··· Records shown
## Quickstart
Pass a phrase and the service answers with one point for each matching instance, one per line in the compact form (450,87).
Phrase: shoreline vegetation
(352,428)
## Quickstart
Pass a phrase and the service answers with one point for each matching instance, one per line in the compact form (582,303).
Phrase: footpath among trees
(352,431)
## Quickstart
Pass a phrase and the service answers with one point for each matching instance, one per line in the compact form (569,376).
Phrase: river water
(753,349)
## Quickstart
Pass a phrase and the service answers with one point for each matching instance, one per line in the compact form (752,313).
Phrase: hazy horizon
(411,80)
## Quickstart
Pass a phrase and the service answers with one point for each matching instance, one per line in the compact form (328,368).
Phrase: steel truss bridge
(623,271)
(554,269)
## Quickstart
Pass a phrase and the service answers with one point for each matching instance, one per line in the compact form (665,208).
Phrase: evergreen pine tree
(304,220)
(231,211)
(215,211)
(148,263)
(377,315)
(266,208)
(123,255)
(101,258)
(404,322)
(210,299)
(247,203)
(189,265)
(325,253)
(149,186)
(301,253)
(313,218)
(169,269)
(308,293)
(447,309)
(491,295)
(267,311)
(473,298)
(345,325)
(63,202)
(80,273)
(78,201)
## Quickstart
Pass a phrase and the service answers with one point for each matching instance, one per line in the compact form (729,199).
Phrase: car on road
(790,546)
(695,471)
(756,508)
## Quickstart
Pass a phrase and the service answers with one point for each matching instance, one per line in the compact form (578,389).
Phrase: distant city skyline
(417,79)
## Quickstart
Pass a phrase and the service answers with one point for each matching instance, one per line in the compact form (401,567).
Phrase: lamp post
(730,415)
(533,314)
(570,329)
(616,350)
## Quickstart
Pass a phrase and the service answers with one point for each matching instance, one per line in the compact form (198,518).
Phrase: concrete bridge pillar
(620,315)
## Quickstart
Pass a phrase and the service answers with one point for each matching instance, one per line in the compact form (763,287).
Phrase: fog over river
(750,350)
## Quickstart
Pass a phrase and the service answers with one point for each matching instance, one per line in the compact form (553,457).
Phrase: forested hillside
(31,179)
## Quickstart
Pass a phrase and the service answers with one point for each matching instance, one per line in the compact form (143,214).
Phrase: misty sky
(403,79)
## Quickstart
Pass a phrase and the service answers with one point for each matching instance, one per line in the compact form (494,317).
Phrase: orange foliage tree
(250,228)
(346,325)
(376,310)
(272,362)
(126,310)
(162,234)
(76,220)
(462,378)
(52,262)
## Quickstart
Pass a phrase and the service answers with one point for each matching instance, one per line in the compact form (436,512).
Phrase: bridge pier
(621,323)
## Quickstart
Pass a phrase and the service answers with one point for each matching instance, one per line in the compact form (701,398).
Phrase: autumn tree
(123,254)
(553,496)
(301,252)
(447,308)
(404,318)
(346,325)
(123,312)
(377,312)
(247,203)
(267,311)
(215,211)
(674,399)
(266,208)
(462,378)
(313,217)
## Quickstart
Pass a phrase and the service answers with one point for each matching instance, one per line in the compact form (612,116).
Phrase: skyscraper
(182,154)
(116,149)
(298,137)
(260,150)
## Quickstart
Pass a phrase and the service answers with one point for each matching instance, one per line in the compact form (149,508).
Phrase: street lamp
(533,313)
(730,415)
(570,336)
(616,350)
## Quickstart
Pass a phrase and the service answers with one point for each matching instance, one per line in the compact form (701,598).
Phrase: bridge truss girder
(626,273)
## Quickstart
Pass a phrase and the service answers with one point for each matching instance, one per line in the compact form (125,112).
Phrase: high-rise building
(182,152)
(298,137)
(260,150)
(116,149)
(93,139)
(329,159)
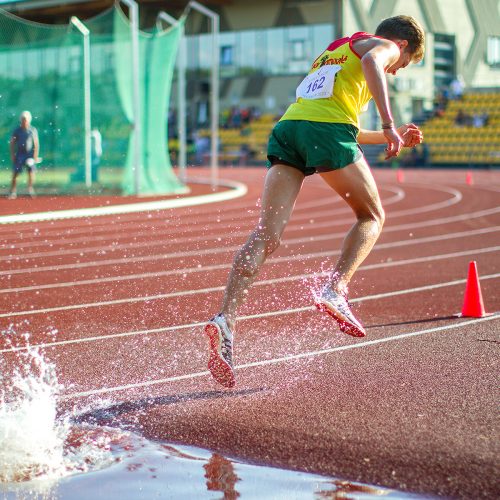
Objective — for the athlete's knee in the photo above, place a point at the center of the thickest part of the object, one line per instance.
(375, 216)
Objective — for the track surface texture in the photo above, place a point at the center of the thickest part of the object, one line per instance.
(119, 304)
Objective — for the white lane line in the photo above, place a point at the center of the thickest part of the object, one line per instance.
(233, 248)
(251, 209)
(237, 190)
(113, 245)
(270, 314)
(147, 298)
(217, 267)
(283, 359)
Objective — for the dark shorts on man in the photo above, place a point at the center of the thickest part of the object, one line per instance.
(24, 161)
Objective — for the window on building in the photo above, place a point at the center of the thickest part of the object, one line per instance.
(227, 55)
(298, 50)
(493, 51)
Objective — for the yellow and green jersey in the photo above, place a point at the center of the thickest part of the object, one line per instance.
(350, 94)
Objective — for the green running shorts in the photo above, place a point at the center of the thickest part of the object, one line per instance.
(313, 147)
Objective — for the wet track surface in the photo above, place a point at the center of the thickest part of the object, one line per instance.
(119, 302)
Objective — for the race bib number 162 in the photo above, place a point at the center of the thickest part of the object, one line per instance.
(318, 85)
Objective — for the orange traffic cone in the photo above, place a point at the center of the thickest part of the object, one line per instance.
(469, 180)
(473, 301)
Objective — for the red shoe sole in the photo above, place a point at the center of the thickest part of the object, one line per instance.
(346, 328)
(219, 369)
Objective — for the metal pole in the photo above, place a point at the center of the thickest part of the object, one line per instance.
(214, 115)
(134, 28)
(86, 96)
(181, 94)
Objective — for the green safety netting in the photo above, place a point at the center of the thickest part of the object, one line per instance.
(42, 70)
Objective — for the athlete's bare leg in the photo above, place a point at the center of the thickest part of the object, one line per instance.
(356, 185)
(282, 185)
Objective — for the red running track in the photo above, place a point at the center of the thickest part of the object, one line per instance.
(119, 302)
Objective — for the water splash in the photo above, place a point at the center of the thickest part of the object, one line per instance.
(36, 443)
······
Only the lines from the first line of the records through the one containing "compact form (729,199)." should be reproduced, exactly, with both of them included.

## Quickstart
Pass a phrase and the service answers with one point for each matching instance, one per line in the compact form (450,87).
Phrase: shoreline vegetation
(352,428)
## Quickstart
Pass a phrase and the service answers with one point for each matching instance, one per line in the compact form (582,303).
Phrase: footpath among trees
(352,431)
## Quickstart
Pass a phrase and the service answers with one point for each matching instance, one per line in the compact form (569,376).
Phrase: river water
(753,349)
## Quickstart
Pass a phrase and the service answers with one point for each matching instance, one per line in the compact form (752,313).
Phrase: hazy horizon
(411,80)
## Quickstart
Pass a phrase and the service answers with one point for each matching instance, one per line in the compact form (328,368).
Phrase: steel truss bridge
(623,271)
(554,269)
## Quickstart
Pass a phrase and the service answers with one point for each matching instance, one per line in the compact form (665,208).
Phrase: evergreen pine tree
(304,220)
(231,211)
(215,211)
(148,263)
(377,315)
(266,208)
(123,255)
(101,258)
(404,322)
(210,299)
(247,203)
(189,265)
(325,253)
(149,186)
(301,253)
(313,218)
(169,269)
(308,293)
(447,309)
(491,295)
(267,311)
(473,298)
(345,325)
(63,202)
(80,273)
(78,201)
## Quickstart
Pass a phrase and the service answers with one point for each matching instance, one per line in the compact form (729,199).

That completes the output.